**REQUIRED WORK:** Restate word for word the lines from the one containing "Target: monument column" through the end of the listing below, with both ends included.

>> Begin EXCERPTED DATA

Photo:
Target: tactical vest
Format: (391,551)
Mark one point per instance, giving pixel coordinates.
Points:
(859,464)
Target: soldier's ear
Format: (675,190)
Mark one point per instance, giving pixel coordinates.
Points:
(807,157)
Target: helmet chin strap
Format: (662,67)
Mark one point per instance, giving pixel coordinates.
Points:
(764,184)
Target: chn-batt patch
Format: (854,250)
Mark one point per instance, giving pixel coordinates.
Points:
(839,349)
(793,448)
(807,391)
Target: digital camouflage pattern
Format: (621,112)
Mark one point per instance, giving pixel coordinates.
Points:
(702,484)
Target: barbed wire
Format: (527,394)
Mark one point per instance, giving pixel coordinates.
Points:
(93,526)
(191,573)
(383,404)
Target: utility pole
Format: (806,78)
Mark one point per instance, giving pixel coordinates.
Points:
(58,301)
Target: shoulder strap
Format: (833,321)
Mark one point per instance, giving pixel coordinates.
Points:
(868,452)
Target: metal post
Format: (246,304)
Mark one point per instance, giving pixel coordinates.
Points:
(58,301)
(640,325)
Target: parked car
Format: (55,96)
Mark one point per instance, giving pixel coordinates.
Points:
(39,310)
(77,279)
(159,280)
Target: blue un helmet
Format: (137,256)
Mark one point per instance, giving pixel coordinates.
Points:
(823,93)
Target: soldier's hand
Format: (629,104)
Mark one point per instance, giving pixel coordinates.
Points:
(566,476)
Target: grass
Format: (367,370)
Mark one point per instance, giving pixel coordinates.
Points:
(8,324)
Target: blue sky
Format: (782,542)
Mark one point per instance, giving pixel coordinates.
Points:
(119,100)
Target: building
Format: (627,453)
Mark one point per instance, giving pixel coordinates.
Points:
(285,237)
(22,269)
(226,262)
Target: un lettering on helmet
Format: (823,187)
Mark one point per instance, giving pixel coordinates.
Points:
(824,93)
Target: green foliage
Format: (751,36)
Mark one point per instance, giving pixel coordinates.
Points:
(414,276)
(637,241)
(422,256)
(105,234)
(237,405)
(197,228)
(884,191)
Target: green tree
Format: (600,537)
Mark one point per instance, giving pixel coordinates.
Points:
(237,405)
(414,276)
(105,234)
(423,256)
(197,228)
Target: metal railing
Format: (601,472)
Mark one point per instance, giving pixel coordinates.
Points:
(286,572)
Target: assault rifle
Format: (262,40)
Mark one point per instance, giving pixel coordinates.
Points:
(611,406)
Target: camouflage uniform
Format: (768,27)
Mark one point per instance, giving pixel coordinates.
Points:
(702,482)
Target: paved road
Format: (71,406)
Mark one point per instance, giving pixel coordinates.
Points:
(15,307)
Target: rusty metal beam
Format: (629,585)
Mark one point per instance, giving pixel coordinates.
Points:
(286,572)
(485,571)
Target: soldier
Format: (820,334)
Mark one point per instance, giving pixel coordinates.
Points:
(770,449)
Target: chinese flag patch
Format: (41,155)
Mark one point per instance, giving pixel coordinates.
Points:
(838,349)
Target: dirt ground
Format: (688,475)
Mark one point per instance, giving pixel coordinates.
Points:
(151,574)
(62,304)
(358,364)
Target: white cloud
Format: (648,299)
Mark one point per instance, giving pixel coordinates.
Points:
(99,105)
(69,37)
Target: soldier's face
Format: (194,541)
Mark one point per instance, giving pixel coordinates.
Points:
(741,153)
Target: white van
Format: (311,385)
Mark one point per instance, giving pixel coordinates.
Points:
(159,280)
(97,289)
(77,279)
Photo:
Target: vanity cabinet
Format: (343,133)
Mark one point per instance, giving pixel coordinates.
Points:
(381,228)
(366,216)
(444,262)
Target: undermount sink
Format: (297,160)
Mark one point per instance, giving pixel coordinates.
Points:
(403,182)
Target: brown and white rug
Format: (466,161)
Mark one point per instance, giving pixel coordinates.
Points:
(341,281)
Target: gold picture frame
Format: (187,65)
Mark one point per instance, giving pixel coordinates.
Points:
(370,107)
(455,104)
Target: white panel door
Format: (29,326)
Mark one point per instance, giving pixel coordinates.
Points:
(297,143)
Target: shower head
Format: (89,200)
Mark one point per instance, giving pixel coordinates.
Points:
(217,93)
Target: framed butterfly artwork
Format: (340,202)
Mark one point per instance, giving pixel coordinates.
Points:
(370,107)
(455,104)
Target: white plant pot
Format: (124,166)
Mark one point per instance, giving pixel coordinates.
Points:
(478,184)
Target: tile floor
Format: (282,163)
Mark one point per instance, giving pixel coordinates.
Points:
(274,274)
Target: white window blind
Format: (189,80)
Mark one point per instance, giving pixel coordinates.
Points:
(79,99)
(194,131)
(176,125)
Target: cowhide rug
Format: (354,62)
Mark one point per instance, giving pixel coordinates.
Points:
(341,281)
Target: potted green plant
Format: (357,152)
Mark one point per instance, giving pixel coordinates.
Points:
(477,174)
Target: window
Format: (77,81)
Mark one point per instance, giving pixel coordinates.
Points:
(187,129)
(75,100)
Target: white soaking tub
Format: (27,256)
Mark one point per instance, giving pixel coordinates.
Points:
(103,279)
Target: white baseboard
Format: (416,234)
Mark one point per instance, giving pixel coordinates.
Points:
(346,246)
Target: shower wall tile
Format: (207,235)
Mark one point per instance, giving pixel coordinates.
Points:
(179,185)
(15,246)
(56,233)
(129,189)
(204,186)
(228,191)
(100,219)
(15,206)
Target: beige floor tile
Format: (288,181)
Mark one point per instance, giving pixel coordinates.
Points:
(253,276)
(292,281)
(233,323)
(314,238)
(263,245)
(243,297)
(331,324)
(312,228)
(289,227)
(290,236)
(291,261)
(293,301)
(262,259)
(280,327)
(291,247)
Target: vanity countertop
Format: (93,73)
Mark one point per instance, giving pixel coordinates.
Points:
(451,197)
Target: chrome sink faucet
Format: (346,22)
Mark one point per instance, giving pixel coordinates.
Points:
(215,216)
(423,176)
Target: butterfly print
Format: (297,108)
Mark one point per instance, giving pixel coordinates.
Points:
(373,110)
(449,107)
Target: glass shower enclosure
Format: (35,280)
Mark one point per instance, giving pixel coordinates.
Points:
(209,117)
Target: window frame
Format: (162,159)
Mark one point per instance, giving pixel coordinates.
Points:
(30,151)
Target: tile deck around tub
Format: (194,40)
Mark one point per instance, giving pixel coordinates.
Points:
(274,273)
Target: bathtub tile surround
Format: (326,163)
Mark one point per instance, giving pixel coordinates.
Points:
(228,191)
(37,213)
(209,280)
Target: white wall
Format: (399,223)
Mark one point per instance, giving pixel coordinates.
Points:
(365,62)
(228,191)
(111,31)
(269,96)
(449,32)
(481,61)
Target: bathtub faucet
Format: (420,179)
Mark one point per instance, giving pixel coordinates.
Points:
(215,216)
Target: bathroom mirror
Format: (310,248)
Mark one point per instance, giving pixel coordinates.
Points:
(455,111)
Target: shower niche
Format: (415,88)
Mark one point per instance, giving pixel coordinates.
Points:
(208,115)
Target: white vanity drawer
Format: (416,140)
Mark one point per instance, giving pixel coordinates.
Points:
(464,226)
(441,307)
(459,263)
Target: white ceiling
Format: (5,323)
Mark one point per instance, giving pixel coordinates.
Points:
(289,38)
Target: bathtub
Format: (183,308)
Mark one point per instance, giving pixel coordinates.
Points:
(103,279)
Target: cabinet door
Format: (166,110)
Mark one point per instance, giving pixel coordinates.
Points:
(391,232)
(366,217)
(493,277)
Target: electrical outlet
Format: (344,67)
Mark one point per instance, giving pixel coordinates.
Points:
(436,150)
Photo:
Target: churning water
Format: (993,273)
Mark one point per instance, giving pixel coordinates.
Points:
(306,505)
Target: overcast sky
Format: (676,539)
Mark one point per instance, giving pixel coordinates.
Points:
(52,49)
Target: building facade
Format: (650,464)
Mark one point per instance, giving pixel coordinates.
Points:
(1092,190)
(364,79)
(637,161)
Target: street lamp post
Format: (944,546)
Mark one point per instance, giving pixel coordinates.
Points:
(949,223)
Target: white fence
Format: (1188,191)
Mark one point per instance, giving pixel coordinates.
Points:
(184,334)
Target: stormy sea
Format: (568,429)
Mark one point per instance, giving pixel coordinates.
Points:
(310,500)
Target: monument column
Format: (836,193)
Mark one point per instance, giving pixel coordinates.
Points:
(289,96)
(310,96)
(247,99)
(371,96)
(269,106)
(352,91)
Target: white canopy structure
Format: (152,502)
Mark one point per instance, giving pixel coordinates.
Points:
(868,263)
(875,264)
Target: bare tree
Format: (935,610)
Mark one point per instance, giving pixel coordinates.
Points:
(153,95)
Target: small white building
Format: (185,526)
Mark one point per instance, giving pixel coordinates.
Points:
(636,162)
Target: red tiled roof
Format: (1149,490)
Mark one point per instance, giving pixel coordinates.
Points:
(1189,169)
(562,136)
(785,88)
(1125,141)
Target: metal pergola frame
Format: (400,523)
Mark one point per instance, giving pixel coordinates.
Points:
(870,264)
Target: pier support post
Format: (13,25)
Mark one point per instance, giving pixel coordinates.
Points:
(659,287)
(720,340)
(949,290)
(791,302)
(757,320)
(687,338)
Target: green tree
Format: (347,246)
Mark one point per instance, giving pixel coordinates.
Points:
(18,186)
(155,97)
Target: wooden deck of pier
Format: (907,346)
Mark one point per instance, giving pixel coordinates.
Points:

>> End EXCERPTED DATA

**COMPLETE RESPONSE:**
Target: monument column
Format: (836,193)
Mark one point per instance, giving pixel coordinates.
Points:
(289,96)
(310,96)
(247,99)
(371,96)
(269,106)
(352,91)
Target: white canopy structure
Format: (152,502)
Mark one point per instance, giving pixel coordinates.
Points:
(868,263)
(875,264)
Target: bare tree
Format: (935,610)
Mark one point per instance, giving pixel coordinates.
Points:
(153,95)
Target: small white building
Format: (185,526)
Mark one point per instance, giving pixel coordinates.
Points:
(636,162)
Target: red tiled roof
Format: (1149,490)
Mark one point per instance, giving pixel coordinates.
Points:
(1189,169)
(562,136)
(785,88)
(1125,141)
Target: metal pergola frame
Format: (400,523)
Mark one point per instance, giving pixel coordinates.
Points:
(870,264)
Target: pier support post
Format: (13,25)
Mark one point per instance, giving pixel coordinates.
Points:
(659,287)
(720,340)
(949,290)
(791,302)
(757,320)
(687,338)
Target: green tree
Format: (347,246)
Mark one point per instance, giving pixel coordinates.
Points:
(18,186)
(155,97)
Target: wooden deck of pier
Format: (907,346)
Mark one point per instance, giving pixel coordinates.
Points:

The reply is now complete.